* **BRIEF**
Output only this range of the data below: the line that contains "Target: striped blouse" through the final line, both ends included, each retyped exactly.

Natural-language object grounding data
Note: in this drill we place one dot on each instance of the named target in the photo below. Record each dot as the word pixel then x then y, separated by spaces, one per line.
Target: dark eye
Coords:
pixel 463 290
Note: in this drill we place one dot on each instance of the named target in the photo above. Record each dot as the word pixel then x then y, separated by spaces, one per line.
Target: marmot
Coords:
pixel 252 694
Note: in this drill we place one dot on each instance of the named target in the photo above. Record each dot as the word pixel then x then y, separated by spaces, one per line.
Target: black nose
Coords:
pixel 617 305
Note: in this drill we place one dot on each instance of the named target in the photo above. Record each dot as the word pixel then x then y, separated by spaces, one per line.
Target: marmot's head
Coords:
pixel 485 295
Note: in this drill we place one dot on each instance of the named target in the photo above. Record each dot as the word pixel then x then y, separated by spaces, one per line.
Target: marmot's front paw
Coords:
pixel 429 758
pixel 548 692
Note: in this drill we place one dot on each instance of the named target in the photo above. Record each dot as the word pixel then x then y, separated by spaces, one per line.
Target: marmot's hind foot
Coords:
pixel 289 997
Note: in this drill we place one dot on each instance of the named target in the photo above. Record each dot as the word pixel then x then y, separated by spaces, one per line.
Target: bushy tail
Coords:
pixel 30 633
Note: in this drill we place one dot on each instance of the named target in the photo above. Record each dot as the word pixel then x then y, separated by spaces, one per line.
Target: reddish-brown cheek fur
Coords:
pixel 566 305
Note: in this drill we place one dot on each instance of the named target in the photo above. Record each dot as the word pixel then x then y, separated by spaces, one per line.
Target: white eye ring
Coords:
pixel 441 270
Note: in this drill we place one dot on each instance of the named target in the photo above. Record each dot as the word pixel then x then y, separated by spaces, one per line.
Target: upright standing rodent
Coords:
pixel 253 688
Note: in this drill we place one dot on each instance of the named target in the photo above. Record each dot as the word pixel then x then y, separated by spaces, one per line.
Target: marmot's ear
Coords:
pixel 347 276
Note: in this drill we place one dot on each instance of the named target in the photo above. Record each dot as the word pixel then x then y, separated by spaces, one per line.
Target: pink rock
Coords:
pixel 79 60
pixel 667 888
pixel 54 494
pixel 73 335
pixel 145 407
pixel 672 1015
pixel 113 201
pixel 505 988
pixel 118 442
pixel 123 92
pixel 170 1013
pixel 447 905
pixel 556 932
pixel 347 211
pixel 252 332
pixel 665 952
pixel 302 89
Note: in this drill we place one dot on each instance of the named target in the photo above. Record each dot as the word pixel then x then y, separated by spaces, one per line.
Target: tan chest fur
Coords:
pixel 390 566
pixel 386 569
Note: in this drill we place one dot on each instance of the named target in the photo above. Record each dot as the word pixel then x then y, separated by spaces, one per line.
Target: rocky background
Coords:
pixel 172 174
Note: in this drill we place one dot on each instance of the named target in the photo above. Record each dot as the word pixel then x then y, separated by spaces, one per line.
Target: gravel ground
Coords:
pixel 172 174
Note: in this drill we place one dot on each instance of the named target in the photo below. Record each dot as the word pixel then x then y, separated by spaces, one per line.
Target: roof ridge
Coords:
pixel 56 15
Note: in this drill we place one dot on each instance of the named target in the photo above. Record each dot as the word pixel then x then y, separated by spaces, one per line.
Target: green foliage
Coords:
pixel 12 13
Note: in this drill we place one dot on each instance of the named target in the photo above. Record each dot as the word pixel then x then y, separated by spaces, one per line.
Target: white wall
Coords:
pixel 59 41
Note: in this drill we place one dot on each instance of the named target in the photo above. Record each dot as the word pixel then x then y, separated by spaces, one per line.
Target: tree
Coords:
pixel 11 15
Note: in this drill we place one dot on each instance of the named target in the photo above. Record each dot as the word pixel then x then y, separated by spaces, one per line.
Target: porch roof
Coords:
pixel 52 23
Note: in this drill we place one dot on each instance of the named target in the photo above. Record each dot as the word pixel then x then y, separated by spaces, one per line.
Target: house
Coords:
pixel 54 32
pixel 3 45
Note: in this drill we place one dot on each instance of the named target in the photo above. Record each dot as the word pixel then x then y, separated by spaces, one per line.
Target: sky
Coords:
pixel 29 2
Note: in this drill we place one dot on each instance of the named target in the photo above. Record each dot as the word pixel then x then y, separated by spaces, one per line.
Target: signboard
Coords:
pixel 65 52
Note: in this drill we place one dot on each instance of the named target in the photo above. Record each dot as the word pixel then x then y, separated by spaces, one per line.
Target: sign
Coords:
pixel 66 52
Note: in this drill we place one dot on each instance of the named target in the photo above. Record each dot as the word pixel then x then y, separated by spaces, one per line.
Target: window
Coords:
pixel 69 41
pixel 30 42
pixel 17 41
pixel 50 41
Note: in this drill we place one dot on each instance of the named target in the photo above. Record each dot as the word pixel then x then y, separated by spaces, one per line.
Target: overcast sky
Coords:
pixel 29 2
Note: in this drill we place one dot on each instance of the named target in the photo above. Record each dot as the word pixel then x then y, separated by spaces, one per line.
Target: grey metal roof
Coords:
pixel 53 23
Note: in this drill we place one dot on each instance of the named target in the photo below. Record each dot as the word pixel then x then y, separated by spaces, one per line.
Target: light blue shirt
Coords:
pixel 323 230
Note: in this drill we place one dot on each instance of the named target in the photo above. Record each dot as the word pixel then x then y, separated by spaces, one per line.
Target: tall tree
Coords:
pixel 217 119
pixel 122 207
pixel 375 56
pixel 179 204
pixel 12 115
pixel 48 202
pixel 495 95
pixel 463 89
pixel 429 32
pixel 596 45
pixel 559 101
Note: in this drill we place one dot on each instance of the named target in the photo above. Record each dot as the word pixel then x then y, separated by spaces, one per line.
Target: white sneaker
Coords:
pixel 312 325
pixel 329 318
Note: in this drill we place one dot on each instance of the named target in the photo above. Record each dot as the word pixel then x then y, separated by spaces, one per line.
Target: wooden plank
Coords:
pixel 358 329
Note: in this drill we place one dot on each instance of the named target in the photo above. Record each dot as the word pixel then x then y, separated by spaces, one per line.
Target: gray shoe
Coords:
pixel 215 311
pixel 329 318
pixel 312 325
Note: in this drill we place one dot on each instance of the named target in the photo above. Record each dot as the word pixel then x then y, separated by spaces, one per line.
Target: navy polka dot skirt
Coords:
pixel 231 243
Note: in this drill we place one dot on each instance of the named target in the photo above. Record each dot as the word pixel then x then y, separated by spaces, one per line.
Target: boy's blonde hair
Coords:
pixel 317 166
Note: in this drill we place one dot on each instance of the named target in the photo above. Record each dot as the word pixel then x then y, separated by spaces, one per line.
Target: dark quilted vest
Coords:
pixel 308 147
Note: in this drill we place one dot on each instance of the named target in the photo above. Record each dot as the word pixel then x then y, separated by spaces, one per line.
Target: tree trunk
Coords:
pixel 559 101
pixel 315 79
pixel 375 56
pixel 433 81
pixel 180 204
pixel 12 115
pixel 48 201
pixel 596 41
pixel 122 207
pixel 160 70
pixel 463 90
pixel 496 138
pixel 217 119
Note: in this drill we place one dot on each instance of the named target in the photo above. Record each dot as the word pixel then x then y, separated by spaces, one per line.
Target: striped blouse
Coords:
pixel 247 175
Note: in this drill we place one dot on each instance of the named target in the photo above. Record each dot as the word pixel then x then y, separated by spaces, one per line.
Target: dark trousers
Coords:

* **RESULT FOR THIS TASK**
Target: striped blouse
Coords:
pixel 247 175
Note: in this drill we place one dot on each instance of the named target in the photo above. Record each dot as the word pixel then x then y, separated by spaces, one per line.
Target: dark trousers
Coords:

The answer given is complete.